**Description of the task**
A faithful, word-for-word copy of the records is required, and it must contain no pictures.

(Stored items)
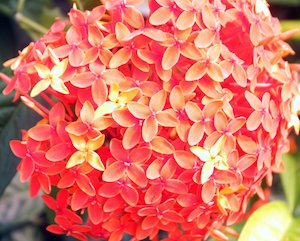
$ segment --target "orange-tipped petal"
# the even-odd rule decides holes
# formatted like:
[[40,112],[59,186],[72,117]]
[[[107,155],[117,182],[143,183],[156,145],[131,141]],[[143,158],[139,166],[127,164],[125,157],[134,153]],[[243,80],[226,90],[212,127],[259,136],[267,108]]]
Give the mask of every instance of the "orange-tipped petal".
[[84,58],[85,54],[82,49],[79,47],[72,49],[69,55],[70,65],[73,67],[79,67],[82,65]]
[[197,158],[188,151],[175,151],[174,158],[177,164],[184,169],[193,169],[197,163]]
[[68,157],[69,153],[68,143],[59,143],[46,152],[46,158],[52,162],[62,161]]
[[206,65],[204,62],[193,64],[185,74],[186,81],[201,79],[206,74]]
[[195,39],[195,45],[197,48],[207,48],[212,44],[214,39],[214,32],[206,28],[199,32],[197,38]]
[[227,128],[230,133],[235,133],[239,129],[243,127],[243,125],[246,123],[246,118],[245,117],[238,117],[236,119],[233,119],[232,121],[229,122]]
[[142,221],[142,229],[148,230],[156,227],[159,223],[159,220],[155,216],[146,216]]
[[121,191],[121,197],[124,199],[124,201],[130,205],[135,206],[139,201],[139,193],[137,190],[129,185],[125,185]]
[[84,175],[84,174],[79,174],[76,177],[76,183],[78,184],[78,187],[84,191],[87,195],[89,196],[95,196],[96,191],[95,188],[93,186],[93,184],[91,183],[91,180],[88,178],[88,176]]
[[150,142],[158,132],[158,123],[153,116],[145,119],[142,127],[142,136],[145,142]]
[[262,114],[259,111],[253,111],[247,119],[246,127],[249,131],[256,130],[262,120]]
[[146,119],[151,115],[149,107],[139,102],[131,101],[127,104],[127,108],[136,118]]
[[152,149],[161,154],[173,154],[175,148],[164,137],[155,136],[150,142]]
[[215,63],[210,63],[207,68],[207,74],[210,78],[217,82],[223,82],[224,76],[220,65]]
[[106,167],[102,179],[105,182],[115,182],[125,176],[126,167],[121,162],[114,162]]
[[116,23],[116,38],[118,41],[122,41],[124,38],[130,35],[129,29],[122,22]]
[[51,137],[51,126],[39,124],[28,130],[28,135],[36,141],[45,141]]
[[185,194],[188,192],[187,186],[180,180],[168,179],[166,180],[165,189],[170,193]]
[[126,64],[132,56],[132,52],[129,48],[119,49],[110,59],[109,67],[118,68],[123,64]]
[[177,64],[180,57],[180,49],[177,46],[168,47],[162,58],[162,68],[169,70]]
[[152,204],[156,203],[161,199],[161,192],[163,191],[162,185],[151,185],[145,194],[145,203]]
[[246,100],[248,101],[248,103],[250,104],[250,106],[255,109],[255,110],[261,110],[262,108],[262,103],[260,101],[260,99],[252,94],[251,92],[249,91],[245,91],[245,97],[246,97]]
[[172,12],[168,7],[160,7],[149,17],[149,22],[154,25],[162,25],[167,23],[172,16]]
[[201,197],[203,202],[209,203],[214,198],[215,192],[216,185],[214,183],[214,180],[209,180],[206,183],[204,183],[201,190]]
[[188,101],[185,105],[185,111],[191,121],[197,122],[202,118],[202,110],[192,101]]
[[127,175],[131,181],[140,187],[146,187],[148,180],[145,171],[139,165],[132,163],[127,169]]
[[71,122],[69,125],[66,127],[66,131],[69,134],[76,135],[76,136],[82,136],[88,132],[88,125],[81,122],[81,121],[75,121]]
[[135,7],[127,6],[124,8],[123,18],[131,27],[136,29],[142,29],[144,27],[144,17]]
[[160,177],[160,169],[162,168],[163,160],[162,159],[155,159],[152,161],[146,170],[146,176],[150,180],[154,180]]
[[168,111],[161,111],[156,114],[156,119],[161,126],[175,127],[178,125],[178,119]]
[[167,100],[167,93],[164,90],[158,91],[156,94],[154,94],[149,102],[149,107],[153,112],[159,112],[161,111]]
[[102,105],[106,101],[107,95],[108,89],[105,82],[102,79],[95,81],[92,85],[92,97],[94,102],[98,106]]
[[197,145],[203,138],[204,125],[201,122],[194,123],[188,134],[188,143],[191,146]]
[[192,11],[183,11],[176,20],[176,27],[179,30],[191,28],[195,23],[195,14]]
[[81,72],[74,76],[70,81],[72,85],[79,88],[86,88],[95,82],[95,75],[91,72]]
[[174,110],[183,110],[184,108],[184,94],[179,85],[176,85],[170,93],[170,104]]
[[141,127],[136,125],[127,128],[122,140],[122,144],[124,148],[126,150],[129,150],[134,146],[136,146],[140,142],[141,136],[142,136]]
[[80,110],[80,118],[82,122],[87,124],[92,124],[94,121],[94,107],[89,101],[85,101],[81,110]]
[[123,127],[132,127],[137,124],[137,119],[128,111],[128,109],[118,109],[112,113],[115,122]]
[[247,73],[240,64],[235,64],[232,70],[232,76],[236,83],[241,87],[247,86]]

**Exercise result**
$ segment --target "orange-tipped petal"
# the even-odd rule decides holes
# formatted like:
[[40,112],[59,186],[72,117]]
[[[107,155],[117,182],[143,183],[156,145],[131,141]],[[143,158],[139,166],[127,164],[125,157],[134,153]],[[243,80],[226,90],[212,127],[259,136],[267,108]]]
Give the mask of every instance of the "orange-tipped petal".
[[84,58],[85,54],[82,49],[79,47],[72,49],[69,55],[70,65],[73,67],[79,67],[82,65]]
[[197,158],[188,151],[175,151],[174,158],[177,164],[184,169],[193,169],[197,163]]
[[68,157],[69,153],[68,143],[59,143],[46,152],[46,158],[52,162],[62,161]]
[[206,65],[204,62],[193,64],[185,74],[186,81],[201,79],[206,74]]
[[195,39],[195,45],[197,48],[207,48],[212,44],[214,39],[214,32],[206,28],[199,32],[197,38]]
[[227,128],[230,133],[235,133],[239,129],[243,127],[243,125],[246,123],[246,118],[245,117],[238,117],[236,119],[233,119],[232,121],[229,122]]
[[142,221],[142,229],[148,230],[156,227],[159,223],[159,220],[155,216],[146,216]]
[[121,191],[121,197],[124,199],[124,201],[130,205],[135,206],[139,201],[139,193],[137,190],[129,185],[125,185]]
[[84,175],[84,174],[79,174],[76,177],[76,183],[78,184],[78,187],[84,191],[87,195],[89,196],[95,196],[96,191],[95,188],[93,186],[93,184],[91,183],[91,180],[88,178],[88,176]]
[[150,142],[158,132],[158,123],[153,116],[145,119],[142,127],[142,136],[145,142]]
[[262,114],[259,111],[253,111],[247,119],[246,127],[249,131],[256,130],[262,120]]
[[146,119],[151,115],[149,107],[139,102],[131,101],[127,104],[127,108],[136,118]]
[[152,149],[161,154],[173,154],[175,148],[164,137],[155,136],[150,142]]
[[215,63],[210,63],[207,68],[207,74],[210,78],[217,82],[223,82],[224,76],[220,65]]
[[106,167],[102,179],[105,182],[115,182],[125,176],[126,167],[121,162],[114,162]]
[[116,23],[116,38],[118,41],[122,41],[124,38],[130,35],[129,29],[122,22]]
[[51,137],[51,126],[39,124],[28,130],[28,135],[36,141],[45,141]]
[[185,194],[188,192],[187,186],[180,180],[168,179],[166,180],[165,189],[170,193]]
[[126,64],[132,56],[132,52],[129,48],[119,49],[110,59],[109,67],[118,68],[123,64]]
[[177,64],[180,57],[180,49],[177,46],[168,47],[162,58],[162,68],[169,70]]
[[152,204],[156,203],[161,199],[161,192],[163,191],[162,185],[151,185],[145,194],[145,203]]
[[246,100],[248,101],[248,103],[250,104],[250,106],[255,109],[255,110],[261,110],[262,108],[262,103],[260,101],[260,99],[252,94],[251,92],[249,91],[245,91],[245,97],[246,97]]
[[172,12],[168,7],[160,7],[149,17],[149,22],[154,25],[162,25],[167,23],[172,16]]
[[201,197],[203,202],[209,203],[214,198],[215,192],[216,185],[214,183],[214,180],[209,180],[206,183],[204,183],[201,190]]
[[188,101],[185,105],[185,111],[191,121],[197,122],[202,118],[202,110],[192,101]]
[[127,175],[131,181],[140,187],[146,187],[148,180],[145,171],[139,165],[132,163],[127,169]]
[[71,122],[69,125],[66,127],[66,131],[69,134],[76,135],[76,136],[82,136],[88,132],[88,125],[81,122],[81,121],[75,121]]
[[135,7],[127,6],[124,8],[123,18],[131,27],[136,29],[142,29],[144,27],[144,17]]
[[160,177],[160,169],[162,168],[163,160],[162,159],[155,159],[152,161],[146,170],[146,176],[150,180],[154,180]]
[[168,111],[161,111],[156,114],[156,119],[161,126],[175,127],[178,125],[178,119]]
[[167,100],[167,93],[164,90],[158,91],[156,94],[154,94],[149,102],[149,107],[153,112],[159,112],[161,111]]
[[102,105],[106,101],[107,95],[108,89],[105,82],[102,79],[95,81],[92,85],[92,97],[94,102],[98,106]]
[[197,145],[203,138],[204,125],[201,122],[194,123],[188,134],[188,143],[191,146]]
[[192,11],[183,11],[176,20],[176,27],[179,30],[191,28],[195,23],[195,14]]
[[81,72],[74,76],[70,81],[72,85],[79,88],[86,88],[95,82],[95,75],[91,72]]
[[174,110],[183,110],[184,108],[184,94],[179,85],[176,85],[170,93],[170,104]]
[[141,127],[136,125],[127,128],[122,140],[122,144],[124,148],[126,150],[129,150],[134,146],[136,146],[140,142],[141,136],[142,136]]
[[80,110],[80,118],[82,122],[87,124],[92,124],[94,121],[94,107],[89,101],[85,101],[81,110]]
[[123,127],[132,127],[137,124],[137,119],[128,111],[128,109],[118,109],[112,113],[115,122]]
[[247,73],[240,64],[235,64],[232,70],[232,76],[236,83],[241,87],[247,86]]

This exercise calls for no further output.